:: Extrait du document ::

Ici, c’est 85 % répression, 15 % aide humanitaire.
Axel
Entre-temps, il faut aller chercher les deux hommes, trop loin du lieu de rendez-vous pour s’y rendre par eux-mêmes. L’un d’eux est près du car-ferry. Sur la rocade, le long de l’entrée du port, de hauts lampadaires éclairent les clôtures surmontées de barbelés. « Ici, c’est 85 % répression, 15 % aide humanitaire », avait dit la veille Axel G. Il se référait à un rapport parlementaire estimant qu’en 2020 la France avait dépensé 120 millions d’euros « liés à la présence de personnes migrantes à Calais et sur le littoral ». Soit « quatre fois le coût annuel des 3 136 places ouvertes sur toute la France dans les CAES ».
« L’hiver n’a même pas commencé »

:::

[Tâches à réaliser]
1. Résumez l'extrait sur Calais en deux phrases.
2. D'après le rapport parlementaire cité dans l'extrait sur Calais, quelle somme la France a-t-elle dépensée en 2020 en lien avec la présence de personnes migrantes à Calais et sur le littoral ?
3. Reprenez la rédaction de l'extrait sur Calais là où il s'arrête.

:: Jeu de données ::

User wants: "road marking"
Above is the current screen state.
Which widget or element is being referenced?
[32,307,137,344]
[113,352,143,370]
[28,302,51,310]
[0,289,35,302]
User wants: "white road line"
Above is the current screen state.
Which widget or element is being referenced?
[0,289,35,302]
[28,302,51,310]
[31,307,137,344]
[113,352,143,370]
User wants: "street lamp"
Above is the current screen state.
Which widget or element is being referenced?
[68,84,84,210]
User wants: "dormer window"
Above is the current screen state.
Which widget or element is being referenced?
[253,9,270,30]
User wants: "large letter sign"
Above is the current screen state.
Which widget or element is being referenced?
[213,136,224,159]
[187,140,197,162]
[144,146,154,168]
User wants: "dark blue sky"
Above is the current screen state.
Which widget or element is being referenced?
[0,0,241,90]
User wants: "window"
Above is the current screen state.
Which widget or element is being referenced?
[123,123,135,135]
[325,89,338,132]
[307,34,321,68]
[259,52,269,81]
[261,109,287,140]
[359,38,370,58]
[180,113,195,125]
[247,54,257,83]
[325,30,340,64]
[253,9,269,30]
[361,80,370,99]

:::

[Réponses]
1. Il faut aller chercher deux hommes trop éloignés du lieu de rendez-vous, dont l'un se trouve près du car-ferry, là où de hauts lampadaires éclairent des clôtures surmontées de barbelés le long de l'entrée du port. La veille, Axel G. avait déclaré « Ici, c'est 85 % répression, 15 % aide humanitaire », en se référant à un rapport parlementaire selon lequel la France a dépensé en 2020 120 millions d'euros liés à la présence de personnes migrantes à Calais et sur le littoral, soit quatre fois le coût annuel des 3 136 places ouvertes dans les CAES.

2. 120 millions d'euros.

3.
L’équipe se rend devant l’église où arrive bientôt le Samu social. La famille du Koweït, elle, sera en centre-ville dans une vingtaine de minutes, le temps pour Melvin et Émeline de boire un thé chaud. Melvin, bénévole à Utopia 56 depuis plusieurs années, a connu l’époque des Palominos, un camping où vivaient les membres des associations. Depuis, Utopia 56 loue deux maisons pour les bénévoles. Mais faute de moyens, l’association devra peut-être renoncer à l’une d’elles, ce qui limiterait ses activités. Émeline, salariée, s’occupe du mécénat au niveau national, mais vient régulièrement sur le terrain. « Ça permet de se rappeler pourquoi on récolte des fonds ».
Est-ce que la police va venir ?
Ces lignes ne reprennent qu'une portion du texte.